**Source text**.
/---
Spain Property Transfer Tax: ITP vs IVA vs AJD 2026
Spain property transfer tax explained: ITP on resale versus IVA plus AJD on new build, autonomous community rates, and worked Alicante examples.
By Invest Spain Property Editorial · Updated June 15, 2026 · 13 min read
Quick answer: Spain charges one of two purchase taxes, never both. A resale home pays ITP transfer tax, set by the autonomous community and typically 6 to 10 percent of the price. A new build from a developer pays 10 percent IVA plus AJD stamp duty of roughly 0.5 to 1.5 percent. Transfer tax is the single largest line in your buying budget, which is why it belongs at the top of the cost of buying hub before you compare any two properties.
If you searched “Spain property transfer tax,” you are trying to turn a sticker price into a true all-in cost, and the answer hinges on one fork: is the home a resale or a new build? That single fact decides whether you pay ITP or IVA plus AJD, and the regional rate decides how much. Get this wrong and a “cheaper” resale in a high-ITP region can cost more than a pricier new build elsewhere. This guide walks the fork, the regional table, and two worked examples, then hands you off to the notary and registry cost guide for the rest of the stack.
ITP vs IVA vs AJD: the three taxes and which one you pay
Spain’s purchase tax depends entirely on whether the property is second-hand or brand new from a developer. The two regimes do not overlap on the same sale, so your first job is to classify the property correctly.
| Tax | Full name | Applies to | Typical 2026 rate |
|---|---|---|---|
| ITP | Impuesto sobre Transmisiones Patrimoniales | Resale (second-hand) homes | 6 to 10% by region |
| IVA | Impuesto sobre el Valor Añadido (VAT) | New build from developer | 10% residential |
| AJD | Actos Jurídicos Documentados (stamp duty) | New build deeds and mortgages | 0.5 to 1.5% by region |
The logic is clean once you see it. ITP and IVA are mutually exclusive: a resale pays ITP and no IVA, while a new build pays IVA and no ITP. AJD rides along with the IVA regime on new builds and on mortgage deeds, but it is not charged on top of ITP for a standard resale purchase. So a resale buyer budgets one tax, and a new build buyer budgets two.
This classification is not always obvious. A “new” apartment that has already had one private owner is legally a resale for tax, so it falls under ITP, not IVA. The first transfer from the developer is the IVA event; everything after is ITP territory.
\---
**Given information**.
/---
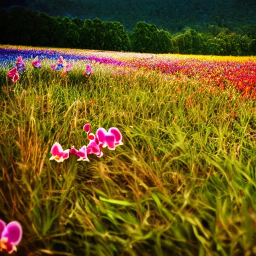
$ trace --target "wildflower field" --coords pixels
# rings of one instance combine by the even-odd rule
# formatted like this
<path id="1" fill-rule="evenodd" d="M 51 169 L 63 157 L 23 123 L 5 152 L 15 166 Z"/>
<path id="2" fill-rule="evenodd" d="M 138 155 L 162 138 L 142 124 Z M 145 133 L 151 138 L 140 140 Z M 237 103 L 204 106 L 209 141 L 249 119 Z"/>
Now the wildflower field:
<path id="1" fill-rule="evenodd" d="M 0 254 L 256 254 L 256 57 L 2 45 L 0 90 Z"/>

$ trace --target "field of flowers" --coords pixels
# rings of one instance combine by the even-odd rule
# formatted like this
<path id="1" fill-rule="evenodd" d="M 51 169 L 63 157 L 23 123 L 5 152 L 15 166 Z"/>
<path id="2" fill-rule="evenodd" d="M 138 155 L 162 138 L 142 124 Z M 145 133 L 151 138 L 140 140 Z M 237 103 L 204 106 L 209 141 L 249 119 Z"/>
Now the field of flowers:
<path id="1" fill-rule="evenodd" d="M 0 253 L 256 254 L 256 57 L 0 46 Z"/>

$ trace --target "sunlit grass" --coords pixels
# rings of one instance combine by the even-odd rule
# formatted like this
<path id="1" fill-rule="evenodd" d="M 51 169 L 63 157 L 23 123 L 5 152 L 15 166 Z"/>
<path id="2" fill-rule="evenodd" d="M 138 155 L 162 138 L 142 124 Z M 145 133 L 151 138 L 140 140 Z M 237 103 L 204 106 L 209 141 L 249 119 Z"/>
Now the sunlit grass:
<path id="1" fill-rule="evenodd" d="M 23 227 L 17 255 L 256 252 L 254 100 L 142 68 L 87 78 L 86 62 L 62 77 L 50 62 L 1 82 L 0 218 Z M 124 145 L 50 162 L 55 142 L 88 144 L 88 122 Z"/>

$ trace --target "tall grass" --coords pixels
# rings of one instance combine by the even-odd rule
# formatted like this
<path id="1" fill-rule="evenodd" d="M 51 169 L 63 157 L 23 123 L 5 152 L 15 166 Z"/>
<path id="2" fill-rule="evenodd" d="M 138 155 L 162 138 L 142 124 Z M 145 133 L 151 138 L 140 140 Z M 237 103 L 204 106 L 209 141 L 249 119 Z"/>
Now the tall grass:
\---
**Challenges**.
a - List the full names of the three taxes that the property tax guide's table gives, each with its abbreviation.
b - Rewrite the records as a Markdown table with the columns Row and Line. Cover everything from the start of the records down to the line containing "23 227 L 17", with both ends included, blank lines skipped, and the pictures left out.

**Exercise answers**.
a -
- ITP: Impuesto sobre Transmisiones Patrimoniales
- IVA: Impuesto sobre el Valor Añadido (VAT)
- AJD: Actos Jurídicos Documentados (stamp duty)

b -
| Row | Line |
|---|---|
| 1 | $ trace --target "wildflower field" --coords pixels |
| 2 | # rings of one instance combine by the even-odd rule |
| 3 | # formatted like this |
| 4 | <path id="1" fill-rule="evenodd" d="M 51 169 L 63 157 L 23 123 L 5 152 L 15 166 Z"/> |
| 5 | <path id="2" fill-rule="evenodd" d="M 138 155 L 162 138 L 142 124 Z M 145 133 L 151 138 L 140 140 Z M 237 103 L 204 106 L 209 141 L 249 119 Z"/> |
| 6 | Now the wildflower field: |
| 7 | <path id="1" fill-rule="evenodd" d="M 0 254 L 256 254 L 256 57 L 2 45 L 0 90 Z"/> |
| 8 | $ trace --target "field of flowers" --coords pixels |
| 9 | # rings of one instance combine by the even-odd rule |
| 10 | # formatted like this |
| 11 | <path id="1" fill-rule="evenodd" d="M 51 169 L 63 157 L 23 123 L 5 152 L 15 166 Z"/> |
| 12 | <path id="2" fill-rule="evenodd" d="M 138 155 L 162 138 L 142 124 Z M 145 133 L 151 138 L 140 140 Z M 237 103 L 204 106 L 209 141 L 249 119 Z"/> |
| 13 | Now the field of flowers: |
| 14 | <path id="1" fill-rule="evenodd" d="M 0 253 L 256 254 L 256 57 L 0 46 Z"/> |
| 15 | $ trace --target "sunlit grass" --coords pixels |
| 16 | # rings of one instance combine by the even-odd rule |
| 17 | # formatted like this |
| 18 | <path id="1" fill-rule="evenodd" d="M 51 169 L 63 157 L 23 123 L 5 152 L 15 166 Z"/> |
| 19 | <path id="2" fill-rule="evenodd" d="M 138 155 L 162 138 L 142 124 Z M 145 133 L 151 138 L 140 140 Z M 237 103 L 204 106 L 209 141 L 249 119 Z"/> |
| 20 | Now the sunlit grass: |
| 21 | <path id="1" fill-rule="evenodd" d="M 23 227 L 17 255 L 256 252 L 254 100 L 142 68 L 87 78 L 86 62 L 62 77 L 50 62 L 1 82 L 0 218 Z M 124 145 L 50 162 L 55 142 L 88 144 L 88 122 Z"/> |